* **Exercise task**: Convert the listing below, from its first line down to and including the line containing "xmin=550 ymin=153 xmax=609 ymax=284", into a numbered list with one line per item and blank lines omitted.

BEGIN

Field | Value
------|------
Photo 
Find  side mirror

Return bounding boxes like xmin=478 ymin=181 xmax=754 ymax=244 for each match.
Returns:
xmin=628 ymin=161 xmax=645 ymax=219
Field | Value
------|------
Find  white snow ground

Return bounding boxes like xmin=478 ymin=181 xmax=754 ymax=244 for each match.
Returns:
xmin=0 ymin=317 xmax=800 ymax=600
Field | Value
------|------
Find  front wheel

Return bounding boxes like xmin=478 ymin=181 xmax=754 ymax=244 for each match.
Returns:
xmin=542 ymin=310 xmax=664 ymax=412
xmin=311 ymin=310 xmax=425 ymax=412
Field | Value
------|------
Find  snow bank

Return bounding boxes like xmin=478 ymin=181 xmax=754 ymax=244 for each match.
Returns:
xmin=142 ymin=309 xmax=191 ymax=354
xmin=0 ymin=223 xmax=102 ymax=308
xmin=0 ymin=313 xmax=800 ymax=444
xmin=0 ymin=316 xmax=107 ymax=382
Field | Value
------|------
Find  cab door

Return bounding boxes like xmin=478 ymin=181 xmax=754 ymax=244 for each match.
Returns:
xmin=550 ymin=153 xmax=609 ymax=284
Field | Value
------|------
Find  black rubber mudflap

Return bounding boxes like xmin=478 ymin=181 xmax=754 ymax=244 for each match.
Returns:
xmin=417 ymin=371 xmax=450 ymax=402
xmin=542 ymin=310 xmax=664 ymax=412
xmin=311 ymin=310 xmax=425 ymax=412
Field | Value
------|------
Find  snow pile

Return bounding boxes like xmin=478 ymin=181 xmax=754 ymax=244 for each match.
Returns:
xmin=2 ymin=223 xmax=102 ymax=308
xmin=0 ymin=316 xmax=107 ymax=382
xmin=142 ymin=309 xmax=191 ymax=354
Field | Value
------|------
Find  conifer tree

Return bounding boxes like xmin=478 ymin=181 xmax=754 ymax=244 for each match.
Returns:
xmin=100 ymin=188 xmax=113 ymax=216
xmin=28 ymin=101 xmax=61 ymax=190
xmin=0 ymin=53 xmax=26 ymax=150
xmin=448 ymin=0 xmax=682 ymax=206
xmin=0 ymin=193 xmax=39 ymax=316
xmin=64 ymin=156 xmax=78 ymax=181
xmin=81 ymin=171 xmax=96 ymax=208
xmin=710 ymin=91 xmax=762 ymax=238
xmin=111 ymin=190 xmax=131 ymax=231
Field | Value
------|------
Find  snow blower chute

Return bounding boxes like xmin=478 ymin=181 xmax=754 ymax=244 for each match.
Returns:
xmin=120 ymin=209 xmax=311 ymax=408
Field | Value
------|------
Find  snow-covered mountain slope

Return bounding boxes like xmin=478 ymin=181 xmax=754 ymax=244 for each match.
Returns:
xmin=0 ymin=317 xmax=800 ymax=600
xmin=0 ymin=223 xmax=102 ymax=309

END

* **Full response**:
1. Field | Value
2. ------|------
3. Photo 
4. Find  side mirror
5. Return bounding boxes like xmin=478 ymin=181 xmax=754 ymax=244 for each match.
6. Returns:
7. xmin=628 ymin=161 xmax=645 ymax=219
8. Field | Value
9. ------|------
10. Find  white snow ground
11. Return bounding boxes like xmin=478 ymin=181 xmax=754 ymax=244 for each match.
12. Returns:
13. xmin=0 ymin=317 xmax=800 ymax=600
14. Field | Value
15. ------|------
16. Find  front wheel
17. Return bounding boxes like xmin=478 ymin=181 xmax=754 ymax=244 for each match.
18. Returns:
19. xmin=542 ymin=310 xmax=664 ymax=412
20. xmin=311 ymin=310 xmax=425 ymax=412
21. Field | Value
22. ------|------
23. Find  snow bank
24. Return bounding boxes like xmin=478 ymin=181 xmax=754 ymax=244 for each match.
25. Returns:
26. xmin=142 ymin=309 xmax=191 ymax=354
27. xmin=0 ymin=223 xmax=102 ymax=308
28. xmin=0 ymin=313 xmax=800 ymax=444
29. xmin=0 ymin=316 xmax=107 ymax=382
30. Field | Value
31. ------|------
32. Find  cab door
33. Return bounding boxes like xmin=478 ymin=181 xmax=754 ymax=244 for each match.
34. Returns:
35. xmin=550 ymin=153 xmax=609 ymax=284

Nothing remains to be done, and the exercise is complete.